▶ SET TASK 1:
In the passage on celebrities' eco-friendly homes, how large is the Studio City bungalow where Ed Begley Jr. lives?
▶ SET TASK 2:
Resume the passage on celebrities' eco-friendly homes, picking up after its final sentence.

▶ SELECTED PASSAGE:
----------------------------------------
Perhaps Hannah caught the off-the-grid living bug from ex-boyfriend Jackson Browne, who famously owns a solar- and wind-powered ranch house in the L.A. area. However, we seriously doubt that Browne, like Hannah, has a moss-covered stone couch in his living room or an alpaca hanging out in his front yard.
Ed Begley Jr.
Prior to be sainted as the virtuous elder spokesperson for low-impact living, getting his own reality TV program, launching his own natural cleaning product line, writing a couple of books and appearing at just about every green-related trade show and conference out there (hey, you have to pay those nonexistent electric bills somehow), Ed Begley Jr. worked as an actor in film and television. Anyone remember “She-Devil,” “Transylvania 6-5000” or “Amazon Women on the Moon?”
Despite the ubiquity that comes attached with being Hollywood’s preeminent electric bike-riding eco-ambassador, Begley has championed environmental causes for decades now (yes, his activism predates the “St. Elsewhere” era) and, to be fair, he still picks up the occasional paycheck as a working actor. And naturally, the solar-powered 1930s-era Studio City bungalow that Begley shares with his wife, Rachelle Carson, and daughter, Hayden, played a central role in the Planet Green series “Living with Ed” … all 1,600 square feet of it.
----------------------------------------
▶ PROVIDED DATA:

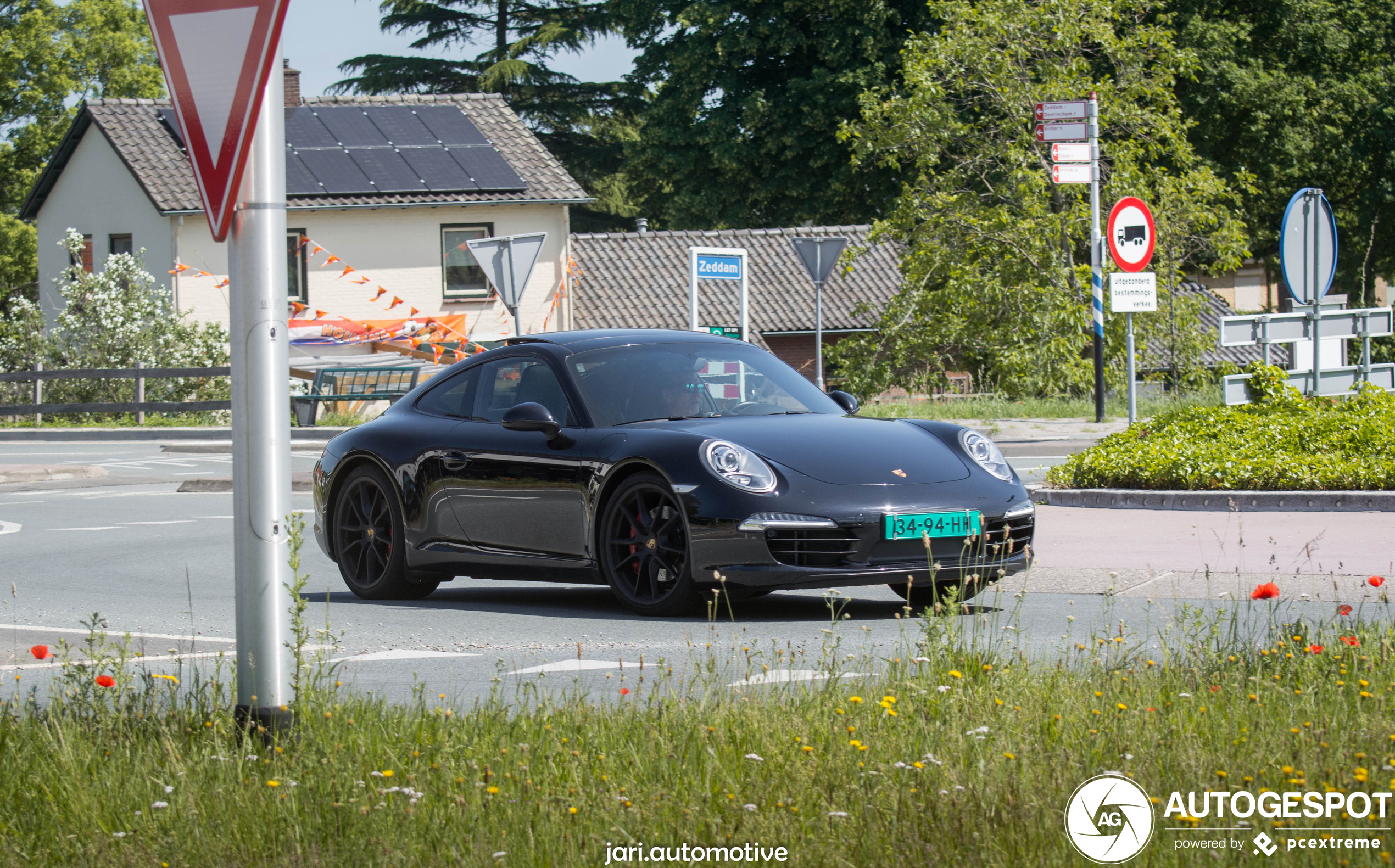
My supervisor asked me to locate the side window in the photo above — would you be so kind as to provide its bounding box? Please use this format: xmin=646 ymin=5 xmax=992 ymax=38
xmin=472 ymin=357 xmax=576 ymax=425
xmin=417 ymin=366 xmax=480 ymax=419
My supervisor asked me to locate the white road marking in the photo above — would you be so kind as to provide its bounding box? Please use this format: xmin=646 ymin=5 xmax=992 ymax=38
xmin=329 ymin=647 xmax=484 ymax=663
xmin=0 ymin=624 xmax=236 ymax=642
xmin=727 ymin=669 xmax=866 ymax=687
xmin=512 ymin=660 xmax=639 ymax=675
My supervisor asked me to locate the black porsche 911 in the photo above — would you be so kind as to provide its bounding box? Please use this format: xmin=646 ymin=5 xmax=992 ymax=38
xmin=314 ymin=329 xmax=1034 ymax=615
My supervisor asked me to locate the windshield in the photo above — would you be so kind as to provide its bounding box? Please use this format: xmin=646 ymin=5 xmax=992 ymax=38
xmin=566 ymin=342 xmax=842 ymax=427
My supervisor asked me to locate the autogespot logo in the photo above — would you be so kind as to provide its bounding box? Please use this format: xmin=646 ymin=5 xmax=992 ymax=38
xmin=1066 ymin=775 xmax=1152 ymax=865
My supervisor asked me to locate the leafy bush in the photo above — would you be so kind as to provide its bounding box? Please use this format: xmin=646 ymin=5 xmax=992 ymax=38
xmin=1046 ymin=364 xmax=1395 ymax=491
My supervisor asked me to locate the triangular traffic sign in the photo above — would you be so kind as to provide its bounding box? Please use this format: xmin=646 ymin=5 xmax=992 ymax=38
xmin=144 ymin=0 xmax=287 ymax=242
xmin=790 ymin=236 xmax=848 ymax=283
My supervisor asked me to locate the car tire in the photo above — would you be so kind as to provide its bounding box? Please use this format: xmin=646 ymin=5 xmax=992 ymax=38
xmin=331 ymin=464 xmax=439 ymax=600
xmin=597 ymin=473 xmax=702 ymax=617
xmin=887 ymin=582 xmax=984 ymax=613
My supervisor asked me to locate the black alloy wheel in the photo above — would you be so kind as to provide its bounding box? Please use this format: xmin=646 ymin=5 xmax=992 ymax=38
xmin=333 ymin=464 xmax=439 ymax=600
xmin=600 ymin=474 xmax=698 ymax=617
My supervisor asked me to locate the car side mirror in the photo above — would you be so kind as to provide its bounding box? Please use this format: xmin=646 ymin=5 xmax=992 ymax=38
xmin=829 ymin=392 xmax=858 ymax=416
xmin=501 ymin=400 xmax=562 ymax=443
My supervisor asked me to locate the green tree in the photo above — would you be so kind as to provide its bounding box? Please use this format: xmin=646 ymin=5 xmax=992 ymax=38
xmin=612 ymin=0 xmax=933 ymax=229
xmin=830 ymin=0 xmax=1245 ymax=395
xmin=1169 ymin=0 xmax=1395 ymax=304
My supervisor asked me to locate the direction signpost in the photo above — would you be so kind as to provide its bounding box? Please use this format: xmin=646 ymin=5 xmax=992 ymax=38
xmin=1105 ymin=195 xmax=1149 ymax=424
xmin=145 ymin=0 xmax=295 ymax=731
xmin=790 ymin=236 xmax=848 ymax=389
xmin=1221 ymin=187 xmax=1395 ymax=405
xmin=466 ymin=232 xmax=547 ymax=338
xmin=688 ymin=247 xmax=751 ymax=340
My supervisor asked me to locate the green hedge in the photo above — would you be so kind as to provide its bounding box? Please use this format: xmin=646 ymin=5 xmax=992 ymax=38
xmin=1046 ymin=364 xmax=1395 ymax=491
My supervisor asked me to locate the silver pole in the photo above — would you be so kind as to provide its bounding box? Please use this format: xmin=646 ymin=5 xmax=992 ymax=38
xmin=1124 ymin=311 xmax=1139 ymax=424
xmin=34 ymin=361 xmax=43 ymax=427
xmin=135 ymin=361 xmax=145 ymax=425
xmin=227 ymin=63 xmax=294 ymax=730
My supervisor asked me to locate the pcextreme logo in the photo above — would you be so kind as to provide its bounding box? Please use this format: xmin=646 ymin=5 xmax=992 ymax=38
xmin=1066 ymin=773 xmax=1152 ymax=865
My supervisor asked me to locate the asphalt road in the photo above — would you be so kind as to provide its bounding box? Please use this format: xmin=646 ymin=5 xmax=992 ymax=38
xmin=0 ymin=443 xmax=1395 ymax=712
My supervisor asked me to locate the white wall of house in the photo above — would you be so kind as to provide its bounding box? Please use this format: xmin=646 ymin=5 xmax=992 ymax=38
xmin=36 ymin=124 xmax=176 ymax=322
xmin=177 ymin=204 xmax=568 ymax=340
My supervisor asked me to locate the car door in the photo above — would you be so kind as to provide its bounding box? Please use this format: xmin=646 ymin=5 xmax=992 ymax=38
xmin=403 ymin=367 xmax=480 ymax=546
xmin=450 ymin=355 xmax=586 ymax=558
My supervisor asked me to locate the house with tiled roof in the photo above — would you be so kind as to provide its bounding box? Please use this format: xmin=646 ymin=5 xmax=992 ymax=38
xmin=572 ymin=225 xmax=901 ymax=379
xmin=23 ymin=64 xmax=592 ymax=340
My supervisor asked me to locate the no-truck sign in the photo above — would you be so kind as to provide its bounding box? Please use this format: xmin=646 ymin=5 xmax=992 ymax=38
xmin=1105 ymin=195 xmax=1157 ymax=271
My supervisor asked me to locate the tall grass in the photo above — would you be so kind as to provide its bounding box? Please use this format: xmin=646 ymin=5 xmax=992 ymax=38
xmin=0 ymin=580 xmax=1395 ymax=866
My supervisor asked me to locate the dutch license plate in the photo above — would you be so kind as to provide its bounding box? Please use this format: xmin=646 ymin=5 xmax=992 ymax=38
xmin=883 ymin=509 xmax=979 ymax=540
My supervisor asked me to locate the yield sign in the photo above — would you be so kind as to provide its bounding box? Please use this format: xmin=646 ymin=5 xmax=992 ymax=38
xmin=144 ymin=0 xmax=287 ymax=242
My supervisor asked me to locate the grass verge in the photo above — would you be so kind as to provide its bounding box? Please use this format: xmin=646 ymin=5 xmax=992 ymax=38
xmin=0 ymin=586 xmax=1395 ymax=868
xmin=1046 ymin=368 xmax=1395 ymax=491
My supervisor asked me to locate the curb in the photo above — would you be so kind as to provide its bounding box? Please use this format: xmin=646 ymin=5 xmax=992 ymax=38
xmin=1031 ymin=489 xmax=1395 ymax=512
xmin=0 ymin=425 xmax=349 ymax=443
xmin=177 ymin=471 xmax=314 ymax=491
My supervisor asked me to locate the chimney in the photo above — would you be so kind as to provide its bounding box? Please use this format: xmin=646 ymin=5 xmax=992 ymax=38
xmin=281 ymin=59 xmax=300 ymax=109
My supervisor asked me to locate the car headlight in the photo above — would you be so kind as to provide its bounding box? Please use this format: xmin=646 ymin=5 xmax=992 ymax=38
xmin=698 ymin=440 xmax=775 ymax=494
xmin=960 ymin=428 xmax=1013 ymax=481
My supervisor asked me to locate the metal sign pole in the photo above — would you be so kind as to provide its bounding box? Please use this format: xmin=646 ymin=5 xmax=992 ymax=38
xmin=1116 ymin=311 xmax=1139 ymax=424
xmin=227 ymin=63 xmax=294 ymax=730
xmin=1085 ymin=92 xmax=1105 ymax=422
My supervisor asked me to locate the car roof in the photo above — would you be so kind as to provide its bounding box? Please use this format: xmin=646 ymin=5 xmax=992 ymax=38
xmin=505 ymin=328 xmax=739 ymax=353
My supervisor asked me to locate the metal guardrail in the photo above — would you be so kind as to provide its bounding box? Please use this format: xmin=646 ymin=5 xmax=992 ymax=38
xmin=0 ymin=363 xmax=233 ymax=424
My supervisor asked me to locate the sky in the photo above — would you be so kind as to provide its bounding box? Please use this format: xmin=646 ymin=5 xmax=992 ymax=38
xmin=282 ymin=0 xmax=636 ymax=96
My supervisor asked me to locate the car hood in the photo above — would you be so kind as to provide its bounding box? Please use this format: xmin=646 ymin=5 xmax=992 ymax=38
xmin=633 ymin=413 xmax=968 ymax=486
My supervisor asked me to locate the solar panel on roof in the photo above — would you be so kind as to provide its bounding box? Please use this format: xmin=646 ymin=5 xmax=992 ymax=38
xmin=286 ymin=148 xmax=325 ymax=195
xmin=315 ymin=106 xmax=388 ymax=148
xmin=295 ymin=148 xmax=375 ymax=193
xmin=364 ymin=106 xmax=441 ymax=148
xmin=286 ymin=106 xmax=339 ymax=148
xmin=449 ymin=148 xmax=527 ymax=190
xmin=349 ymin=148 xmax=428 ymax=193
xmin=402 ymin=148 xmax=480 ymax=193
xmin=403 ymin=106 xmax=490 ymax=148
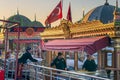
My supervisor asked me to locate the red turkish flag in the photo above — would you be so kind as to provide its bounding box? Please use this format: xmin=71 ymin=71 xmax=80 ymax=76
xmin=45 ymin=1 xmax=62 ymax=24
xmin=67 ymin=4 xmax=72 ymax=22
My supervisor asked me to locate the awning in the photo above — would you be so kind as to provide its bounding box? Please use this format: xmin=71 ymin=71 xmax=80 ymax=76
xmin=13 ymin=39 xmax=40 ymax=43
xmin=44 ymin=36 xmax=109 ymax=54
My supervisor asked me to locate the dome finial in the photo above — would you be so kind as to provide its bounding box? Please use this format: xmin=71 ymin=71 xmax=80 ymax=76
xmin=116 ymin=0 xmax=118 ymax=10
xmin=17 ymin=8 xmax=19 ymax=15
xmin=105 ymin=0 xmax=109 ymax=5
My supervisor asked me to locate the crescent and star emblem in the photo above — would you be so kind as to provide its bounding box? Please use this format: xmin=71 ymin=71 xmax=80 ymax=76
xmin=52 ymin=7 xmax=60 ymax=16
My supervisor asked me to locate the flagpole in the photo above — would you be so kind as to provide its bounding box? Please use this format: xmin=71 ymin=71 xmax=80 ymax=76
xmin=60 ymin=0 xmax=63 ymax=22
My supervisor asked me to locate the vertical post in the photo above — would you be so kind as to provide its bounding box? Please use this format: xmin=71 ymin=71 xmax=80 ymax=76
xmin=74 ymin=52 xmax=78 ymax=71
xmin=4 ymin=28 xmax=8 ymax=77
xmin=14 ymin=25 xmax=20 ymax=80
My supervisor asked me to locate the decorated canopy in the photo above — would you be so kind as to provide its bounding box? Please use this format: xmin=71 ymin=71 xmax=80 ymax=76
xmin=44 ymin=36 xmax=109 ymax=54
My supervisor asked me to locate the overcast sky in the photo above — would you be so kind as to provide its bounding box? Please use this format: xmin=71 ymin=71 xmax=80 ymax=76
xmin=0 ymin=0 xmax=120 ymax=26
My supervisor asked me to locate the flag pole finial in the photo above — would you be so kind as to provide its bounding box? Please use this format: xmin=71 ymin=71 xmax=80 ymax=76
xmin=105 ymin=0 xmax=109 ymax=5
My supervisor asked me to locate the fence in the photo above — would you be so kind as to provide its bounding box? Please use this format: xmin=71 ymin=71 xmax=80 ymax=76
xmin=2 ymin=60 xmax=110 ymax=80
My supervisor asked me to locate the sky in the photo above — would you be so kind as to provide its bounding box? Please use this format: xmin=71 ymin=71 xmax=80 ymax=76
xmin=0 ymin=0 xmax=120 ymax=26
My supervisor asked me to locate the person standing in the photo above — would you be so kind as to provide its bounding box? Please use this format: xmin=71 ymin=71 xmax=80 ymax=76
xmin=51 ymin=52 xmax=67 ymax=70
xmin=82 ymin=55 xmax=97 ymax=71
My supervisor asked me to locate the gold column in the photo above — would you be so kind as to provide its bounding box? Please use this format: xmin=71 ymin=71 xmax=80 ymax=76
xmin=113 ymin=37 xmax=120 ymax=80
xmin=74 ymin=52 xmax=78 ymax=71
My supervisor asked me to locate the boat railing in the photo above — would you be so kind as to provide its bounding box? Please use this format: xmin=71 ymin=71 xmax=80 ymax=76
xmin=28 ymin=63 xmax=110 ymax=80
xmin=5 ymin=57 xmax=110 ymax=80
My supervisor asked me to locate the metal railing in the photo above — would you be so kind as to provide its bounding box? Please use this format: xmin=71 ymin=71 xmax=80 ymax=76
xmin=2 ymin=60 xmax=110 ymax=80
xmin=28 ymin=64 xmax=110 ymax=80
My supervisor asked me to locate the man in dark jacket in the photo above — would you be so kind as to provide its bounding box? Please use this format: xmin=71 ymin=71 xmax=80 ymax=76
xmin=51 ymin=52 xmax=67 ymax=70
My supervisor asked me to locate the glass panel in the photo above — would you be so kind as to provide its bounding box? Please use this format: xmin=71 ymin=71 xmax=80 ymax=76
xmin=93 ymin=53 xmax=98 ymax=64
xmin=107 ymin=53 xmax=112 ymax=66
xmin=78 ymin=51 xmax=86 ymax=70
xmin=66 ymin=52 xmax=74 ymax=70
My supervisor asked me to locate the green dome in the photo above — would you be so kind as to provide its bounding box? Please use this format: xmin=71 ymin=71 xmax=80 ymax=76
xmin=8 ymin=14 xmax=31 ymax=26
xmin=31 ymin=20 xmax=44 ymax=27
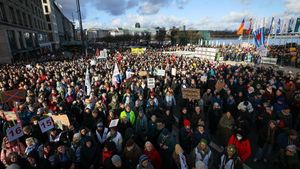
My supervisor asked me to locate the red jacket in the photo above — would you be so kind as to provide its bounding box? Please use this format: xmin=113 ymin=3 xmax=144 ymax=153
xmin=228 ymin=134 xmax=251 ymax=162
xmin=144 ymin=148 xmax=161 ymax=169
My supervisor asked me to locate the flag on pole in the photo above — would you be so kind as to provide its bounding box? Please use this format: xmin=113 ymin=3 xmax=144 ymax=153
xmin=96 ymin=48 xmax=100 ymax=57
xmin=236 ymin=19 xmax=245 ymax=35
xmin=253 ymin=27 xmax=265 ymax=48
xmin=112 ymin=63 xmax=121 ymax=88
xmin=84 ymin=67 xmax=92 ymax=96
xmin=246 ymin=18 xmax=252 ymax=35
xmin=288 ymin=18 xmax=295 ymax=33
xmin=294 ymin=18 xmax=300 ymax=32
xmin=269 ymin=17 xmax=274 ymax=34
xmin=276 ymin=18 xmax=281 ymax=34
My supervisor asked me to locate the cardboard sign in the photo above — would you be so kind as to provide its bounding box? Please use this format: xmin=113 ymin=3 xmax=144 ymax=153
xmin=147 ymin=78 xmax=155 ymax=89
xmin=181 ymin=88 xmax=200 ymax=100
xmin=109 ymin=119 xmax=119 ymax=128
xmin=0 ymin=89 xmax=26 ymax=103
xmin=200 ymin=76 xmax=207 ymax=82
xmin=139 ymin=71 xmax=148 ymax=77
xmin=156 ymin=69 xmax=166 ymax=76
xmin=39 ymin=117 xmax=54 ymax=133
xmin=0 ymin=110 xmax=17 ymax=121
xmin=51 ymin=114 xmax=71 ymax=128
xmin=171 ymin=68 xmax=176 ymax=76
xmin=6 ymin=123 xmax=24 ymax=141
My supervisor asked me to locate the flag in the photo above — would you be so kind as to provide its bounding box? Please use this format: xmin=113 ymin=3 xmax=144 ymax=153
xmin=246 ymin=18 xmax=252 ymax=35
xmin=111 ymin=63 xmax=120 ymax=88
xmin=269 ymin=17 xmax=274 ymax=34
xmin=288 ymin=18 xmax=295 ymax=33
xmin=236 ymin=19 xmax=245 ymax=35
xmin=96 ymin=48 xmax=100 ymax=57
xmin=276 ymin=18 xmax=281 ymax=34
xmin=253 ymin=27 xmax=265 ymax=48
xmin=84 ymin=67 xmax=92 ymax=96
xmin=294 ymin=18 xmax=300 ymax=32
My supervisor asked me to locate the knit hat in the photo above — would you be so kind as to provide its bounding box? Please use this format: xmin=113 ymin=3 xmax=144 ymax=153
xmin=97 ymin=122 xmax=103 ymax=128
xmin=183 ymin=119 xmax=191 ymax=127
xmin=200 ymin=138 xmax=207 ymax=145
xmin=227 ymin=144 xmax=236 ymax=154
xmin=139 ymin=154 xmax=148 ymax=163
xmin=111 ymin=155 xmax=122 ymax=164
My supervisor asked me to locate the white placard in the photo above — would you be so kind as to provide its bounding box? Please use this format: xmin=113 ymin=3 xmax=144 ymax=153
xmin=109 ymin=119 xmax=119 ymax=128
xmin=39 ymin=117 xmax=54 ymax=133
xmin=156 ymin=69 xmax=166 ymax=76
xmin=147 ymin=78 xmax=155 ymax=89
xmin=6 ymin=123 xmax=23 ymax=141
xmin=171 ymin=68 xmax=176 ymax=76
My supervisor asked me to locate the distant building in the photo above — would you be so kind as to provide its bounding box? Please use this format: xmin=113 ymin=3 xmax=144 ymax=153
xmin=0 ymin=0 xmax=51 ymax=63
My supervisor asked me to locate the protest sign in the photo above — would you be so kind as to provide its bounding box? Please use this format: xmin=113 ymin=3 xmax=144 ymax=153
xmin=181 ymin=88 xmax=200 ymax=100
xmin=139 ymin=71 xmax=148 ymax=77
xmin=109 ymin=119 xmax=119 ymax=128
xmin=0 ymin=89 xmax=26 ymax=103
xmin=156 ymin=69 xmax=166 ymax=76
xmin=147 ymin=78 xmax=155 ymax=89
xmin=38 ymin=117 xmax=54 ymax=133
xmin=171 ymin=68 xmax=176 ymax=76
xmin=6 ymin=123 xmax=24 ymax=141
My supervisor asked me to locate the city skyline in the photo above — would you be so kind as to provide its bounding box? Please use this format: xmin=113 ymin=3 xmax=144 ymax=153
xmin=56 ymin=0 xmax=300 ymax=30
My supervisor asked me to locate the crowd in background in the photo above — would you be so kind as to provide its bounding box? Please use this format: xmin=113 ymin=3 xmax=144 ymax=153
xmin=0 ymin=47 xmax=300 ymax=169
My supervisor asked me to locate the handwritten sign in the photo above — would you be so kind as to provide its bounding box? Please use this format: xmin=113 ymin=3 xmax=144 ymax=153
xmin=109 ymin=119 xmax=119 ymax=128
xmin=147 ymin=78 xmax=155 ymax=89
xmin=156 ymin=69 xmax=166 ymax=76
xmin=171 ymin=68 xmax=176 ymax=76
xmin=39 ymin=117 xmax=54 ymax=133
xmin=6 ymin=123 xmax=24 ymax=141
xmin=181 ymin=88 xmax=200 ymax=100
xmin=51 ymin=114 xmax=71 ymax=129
----------------------------------------
▶ TASK RESULT 1:
It is 1,600 square feet.

▶ TASK RESULT 2:
After all the years spent retrofitting his modest two-bedroom/one-bathroom home and frequently bickering with his wife about it in the process, Begley is now in the process of constructing a new LEED Platinum-targeting residence — it’s being dubbed as “North America’s greenest, most sustainable home” — with nearly double the square footage as his old home and just as many energy- and water-saving bells and whistles. Says Begley of the net-zero energy project that’s being documented, natch, in a new web series: “We’ve shown how most people can make their house efficient in an existing structure, and now I want to show how it can be done from the beginning.”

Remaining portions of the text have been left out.